• REQUIRED TASK: Pull out every line from the line containing "find wooden pier" through the end of the material, both ends included, and reproduce it exactly. Keep pictures out.

• GIVEN DATA:

□ □ □ □ □

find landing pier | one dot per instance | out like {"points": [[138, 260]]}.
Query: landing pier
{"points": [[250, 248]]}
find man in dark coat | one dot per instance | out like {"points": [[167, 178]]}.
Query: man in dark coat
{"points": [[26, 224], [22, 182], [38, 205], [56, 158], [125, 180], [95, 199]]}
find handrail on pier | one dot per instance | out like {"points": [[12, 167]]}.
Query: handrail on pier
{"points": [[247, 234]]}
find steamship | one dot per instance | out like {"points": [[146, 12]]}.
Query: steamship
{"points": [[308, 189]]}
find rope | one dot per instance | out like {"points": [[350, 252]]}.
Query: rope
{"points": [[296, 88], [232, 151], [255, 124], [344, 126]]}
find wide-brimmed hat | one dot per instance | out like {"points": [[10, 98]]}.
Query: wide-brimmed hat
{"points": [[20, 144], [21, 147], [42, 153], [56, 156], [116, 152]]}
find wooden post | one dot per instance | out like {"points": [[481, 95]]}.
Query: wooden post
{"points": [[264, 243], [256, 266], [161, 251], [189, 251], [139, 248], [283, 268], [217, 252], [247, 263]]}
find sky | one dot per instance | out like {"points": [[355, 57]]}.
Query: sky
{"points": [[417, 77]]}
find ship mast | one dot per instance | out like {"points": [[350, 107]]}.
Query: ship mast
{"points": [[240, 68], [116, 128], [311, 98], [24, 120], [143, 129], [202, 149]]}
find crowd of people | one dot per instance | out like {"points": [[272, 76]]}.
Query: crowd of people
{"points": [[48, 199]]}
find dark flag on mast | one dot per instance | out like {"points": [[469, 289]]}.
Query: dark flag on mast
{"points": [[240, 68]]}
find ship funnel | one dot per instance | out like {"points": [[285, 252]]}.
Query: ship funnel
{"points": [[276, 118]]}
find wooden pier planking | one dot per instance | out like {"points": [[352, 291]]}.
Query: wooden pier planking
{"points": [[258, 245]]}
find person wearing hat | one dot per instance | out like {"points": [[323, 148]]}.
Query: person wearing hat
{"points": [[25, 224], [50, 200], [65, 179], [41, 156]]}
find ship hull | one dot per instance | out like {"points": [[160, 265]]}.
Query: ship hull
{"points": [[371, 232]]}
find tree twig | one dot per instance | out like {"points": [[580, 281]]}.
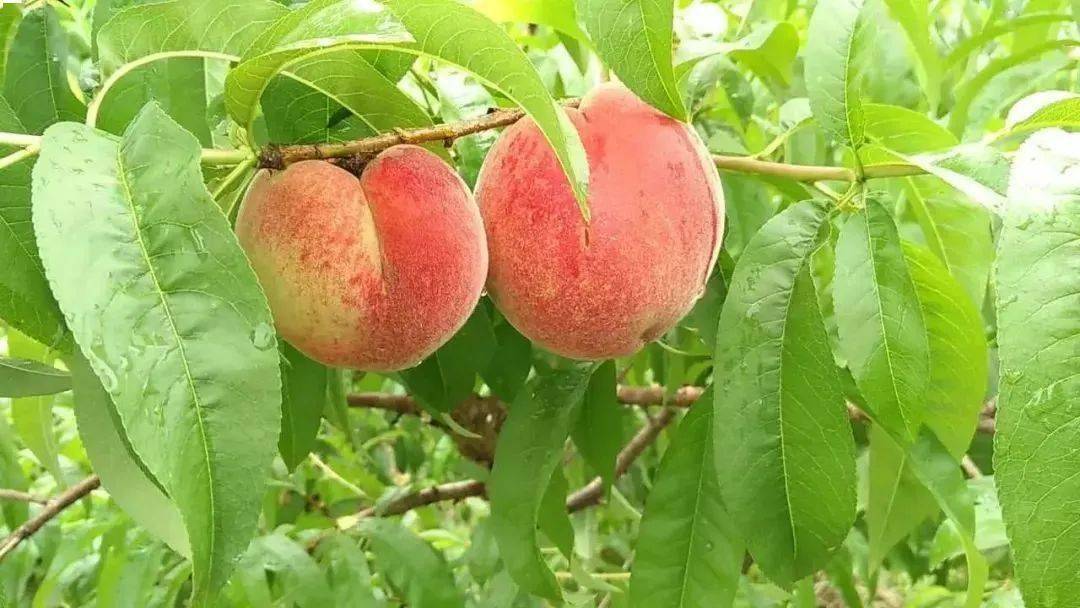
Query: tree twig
{"points": [[52, 509], [361, 150], [451, 490], [22, 497], [630, 395], [593, 491]]}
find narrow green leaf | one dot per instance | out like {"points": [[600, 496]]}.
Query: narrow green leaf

□ □ □ □ □

• TASK RESULT:
find wooden pier planking | one dot per instance | out like {"points": [[352, 291]]}.
Query: wooden pier planking
{"points": [[258, 245]]}
find person wearing hat | one dot per instance | out like {"points": [[323, 148]]}.
Query: person wearing hat
{"points": [[25, 224], [50, 200], [65, 179], [41, 156]]}
find ship hull | one dot per instance | out like {"points": [[160, 265]]}.
Query: ship hull
{"points": [[371, 232]]}
find tree twig | one dot per instance | out like {"points": [[580, 281]]}.
Query: tree twig
{"points": [[52, 509], [361, 150], [451, 490], [22, 497], [630, 395], [593, 491]]}
find narrow green leaf | one dot per instance | out like {"points": [[600, 496]]}.
Query: narrow green leaf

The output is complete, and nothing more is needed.